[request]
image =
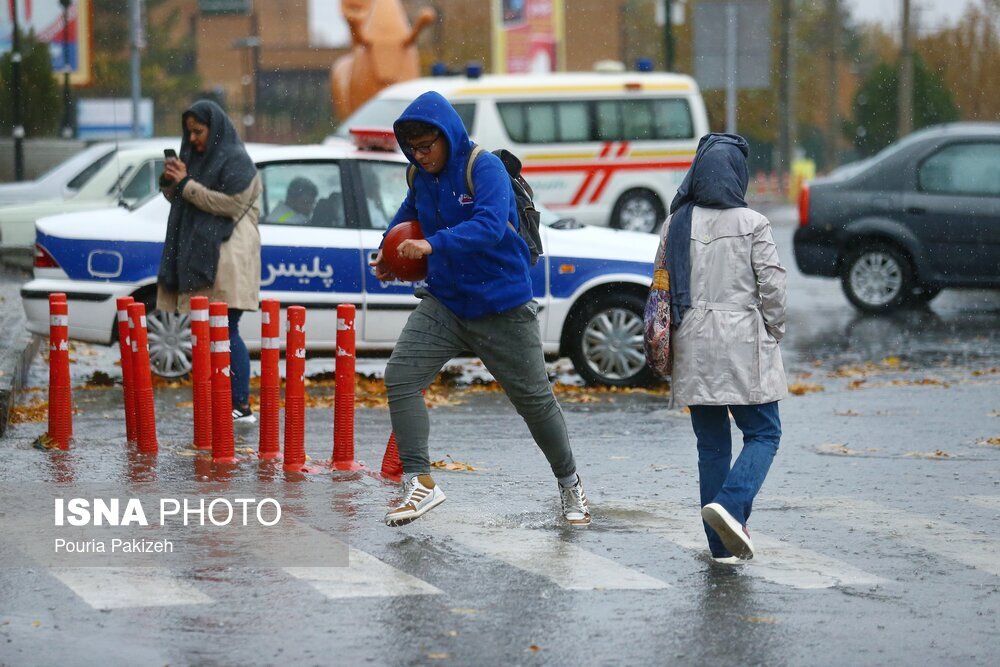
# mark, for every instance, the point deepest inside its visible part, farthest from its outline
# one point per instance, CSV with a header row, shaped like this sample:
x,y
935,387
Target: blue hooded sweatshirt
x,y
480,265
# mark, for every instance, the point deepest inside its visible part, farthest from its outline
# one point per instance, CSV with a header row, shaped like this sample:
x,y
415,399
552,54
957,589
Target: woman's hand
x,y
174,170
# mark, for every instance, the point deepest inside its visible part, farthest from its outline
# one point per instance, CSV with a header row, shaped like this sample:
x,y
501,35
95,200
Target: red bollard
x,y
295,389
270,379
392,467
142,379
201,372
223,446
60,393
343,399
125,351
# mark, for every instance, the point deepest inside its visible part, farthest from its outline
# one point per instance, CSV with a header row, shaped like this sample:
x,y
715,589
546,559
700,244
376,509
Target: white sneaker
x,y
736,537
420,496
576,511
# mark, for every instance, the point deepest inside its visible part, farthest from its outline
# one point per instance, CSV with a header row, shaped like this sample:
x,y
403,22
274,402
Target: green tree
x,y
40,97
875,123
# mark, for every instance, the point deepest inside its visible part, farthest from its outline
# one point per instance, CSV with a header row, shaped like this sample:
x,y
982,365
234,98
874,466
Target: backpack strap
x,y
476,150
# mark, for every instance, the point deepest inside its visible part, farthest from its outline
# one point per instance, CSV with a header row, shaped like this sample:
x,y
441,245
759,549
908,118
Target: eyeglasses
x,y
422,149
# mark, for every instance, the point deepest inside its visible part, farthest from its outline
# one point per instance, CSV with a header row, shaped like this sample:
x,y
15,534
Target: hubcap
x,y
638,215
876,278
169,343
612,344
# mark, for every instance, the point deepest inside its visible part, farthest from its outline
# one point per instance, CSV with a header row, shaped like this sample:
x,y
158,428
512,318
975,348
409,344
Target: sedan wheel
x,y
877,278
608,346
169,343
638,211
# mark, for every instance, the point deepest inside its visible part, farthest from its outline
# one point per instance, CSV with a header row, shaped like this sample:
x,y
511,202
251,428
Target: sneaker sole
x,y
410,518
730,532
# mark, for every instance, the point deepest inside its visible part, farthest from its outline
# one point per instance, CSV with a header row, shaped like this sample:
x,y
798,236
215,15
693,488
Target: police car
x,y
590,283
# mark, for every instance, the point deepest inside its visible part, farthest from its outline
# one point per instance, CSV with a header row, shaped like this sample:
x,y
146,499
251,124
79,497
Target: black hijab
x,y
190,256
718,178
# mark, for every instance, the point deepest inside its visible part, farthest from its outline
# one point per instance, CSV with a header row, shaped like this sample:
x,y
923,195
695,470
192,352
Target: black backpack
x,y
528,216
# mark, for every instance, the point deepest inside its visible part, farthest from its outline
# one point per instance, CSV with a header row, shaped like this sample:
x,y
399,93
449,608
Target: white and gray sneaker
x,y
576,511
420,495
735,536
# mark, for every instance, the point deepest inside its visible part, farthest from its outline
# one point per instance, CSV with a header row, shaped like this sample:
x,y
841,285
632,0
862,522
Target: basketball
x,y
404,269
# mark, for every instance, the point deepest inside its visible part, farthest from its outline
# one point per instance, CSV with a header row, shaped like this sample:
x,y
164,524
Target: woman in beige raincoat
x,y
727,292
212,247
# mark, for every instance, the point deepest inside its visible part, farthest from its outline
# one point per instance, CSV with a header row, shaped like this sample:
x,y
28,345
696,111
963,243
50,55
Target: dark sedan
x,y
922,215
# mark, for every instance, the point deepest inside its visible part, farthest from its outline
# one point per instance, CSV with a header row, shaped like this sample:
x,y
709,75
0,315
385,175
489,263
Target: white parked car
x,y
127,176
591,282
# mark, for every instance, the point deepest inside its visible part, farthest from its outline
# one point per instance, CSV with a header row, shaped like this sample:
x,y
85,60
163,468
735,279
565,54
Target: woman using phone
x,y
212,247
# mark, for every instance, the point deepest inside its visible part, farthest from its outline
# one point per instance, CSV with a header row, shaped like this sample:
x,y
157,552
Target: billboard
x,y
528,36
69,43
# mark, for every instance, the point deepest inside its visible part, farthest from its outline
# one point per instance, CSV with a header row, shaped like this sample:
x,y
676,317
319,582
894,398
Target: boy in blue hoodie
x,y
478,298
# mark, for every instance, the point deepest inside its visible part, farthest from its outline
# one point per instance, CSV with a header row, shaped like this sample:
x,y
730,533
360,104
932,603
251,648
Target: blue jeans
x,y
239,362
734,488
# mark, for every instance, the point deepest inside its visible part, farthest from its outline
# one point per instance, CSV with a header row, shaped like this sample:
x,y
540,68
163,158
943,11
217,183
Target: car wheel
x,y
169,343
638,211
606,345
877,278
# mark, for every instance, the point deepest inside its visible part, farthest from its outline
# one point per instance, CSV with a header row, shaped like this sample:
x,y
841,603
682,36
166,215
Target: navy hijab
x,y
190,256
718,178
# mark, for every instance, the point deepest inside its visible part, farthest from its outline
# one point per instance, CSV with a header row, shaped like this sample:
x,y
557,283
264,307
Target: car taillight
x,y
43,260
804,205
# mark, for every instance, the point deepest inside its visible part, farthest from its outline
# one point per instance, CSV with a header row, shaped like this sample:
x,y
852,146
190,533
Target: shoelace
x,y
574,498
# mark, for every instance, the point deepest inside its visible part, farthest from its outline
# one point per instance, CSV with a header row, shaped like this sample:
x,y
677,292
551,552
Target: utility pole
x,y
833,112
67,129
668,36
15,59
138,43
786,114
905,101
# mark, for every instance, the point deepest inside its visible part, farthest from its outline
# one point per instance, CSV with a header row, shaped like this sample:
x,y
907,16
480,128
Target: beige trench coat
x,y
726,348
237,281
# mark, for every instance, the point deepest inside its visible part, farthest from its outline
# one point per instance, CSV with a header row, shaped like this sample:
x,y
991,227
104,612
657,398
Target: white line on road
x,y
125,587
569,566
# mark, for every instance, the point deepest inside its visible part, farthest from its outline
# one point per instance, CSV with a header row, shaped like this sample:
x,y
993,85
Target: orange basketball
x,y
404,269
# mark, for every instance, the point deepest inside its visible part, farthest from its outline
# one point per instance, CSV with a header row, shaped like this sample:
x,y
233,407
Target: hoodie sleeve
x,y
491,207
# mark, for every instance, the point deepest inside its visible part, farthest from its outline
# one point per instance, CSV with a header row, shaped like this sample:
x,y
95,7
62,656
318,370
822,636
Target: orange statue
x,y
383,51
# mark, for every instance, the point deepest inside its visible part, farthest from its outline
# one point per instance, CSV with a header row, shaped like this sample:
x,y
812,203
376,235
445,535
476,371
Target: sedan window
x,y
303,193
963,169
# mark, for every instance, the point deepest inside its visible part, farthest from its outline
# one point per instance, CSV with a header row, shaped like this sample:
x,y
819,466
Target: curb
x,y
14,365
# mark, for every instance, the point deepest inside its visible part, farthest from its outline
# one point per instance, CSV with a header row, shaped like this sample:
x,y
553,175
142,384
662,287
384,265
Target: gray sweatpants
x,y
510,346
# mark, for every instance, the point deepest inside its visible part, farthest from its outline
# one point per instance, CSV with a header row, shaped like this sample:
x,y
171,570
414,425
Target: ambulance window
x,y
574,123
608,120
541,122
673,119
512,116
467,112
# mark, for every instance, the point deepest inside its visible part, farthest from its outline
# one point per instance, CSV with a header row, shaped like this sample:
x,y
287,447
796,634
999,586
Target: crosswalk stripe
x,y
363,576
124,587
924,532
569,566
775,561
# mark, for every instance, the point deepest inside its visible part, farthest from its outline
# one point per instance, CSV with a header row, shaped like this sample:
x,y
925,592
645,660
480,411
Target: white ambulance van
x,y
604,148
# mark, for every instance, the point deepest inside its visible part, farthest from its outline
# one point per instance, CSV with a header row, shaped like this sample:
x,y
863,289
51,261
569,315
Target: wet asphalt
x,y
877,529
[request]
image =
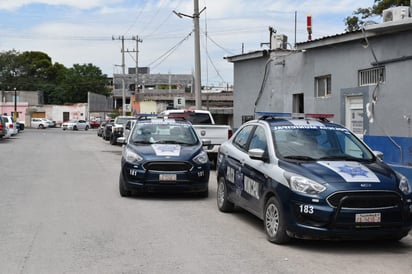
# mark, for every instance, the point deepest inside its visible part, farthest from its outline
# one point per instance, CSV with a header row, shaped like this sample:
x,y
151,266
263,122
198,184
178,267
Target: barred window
==============================
§ **Exercise prompt**:
Begin at the line containing "Target: crosswalk stripe" and stop at the last line of the data. Repeat only those lines, exactly, and leave out the pictures.

§ **Written reply**:
Target: crosswalk stripe
x,y
363,576
124,587
924,532
569,566
775,561
# mark, for every instance, the point deepest inside its visible part, farthest from its outline
# one point per instance, CSV with a header row, shaped like this sample:
x,y
925,592
645,660
480,411
Target: white ambulance van
x,y
604,148
# mark, for every instance, the point deepest inside its visible part, farthest from its outline
# one point per instance, CSV with a header row, shaped like this sample:
x,y
863,289
51,261
569,315
Target: wet asphalt
x,y
877,529
[request]
image =
# mark, for every instance, the point deepest inside its visible part, farthest from its outline
# one point per instance, CSV with a header row, shaped like this sample:
x,y
151,266
263,122
198,184
178,267
Target: barred window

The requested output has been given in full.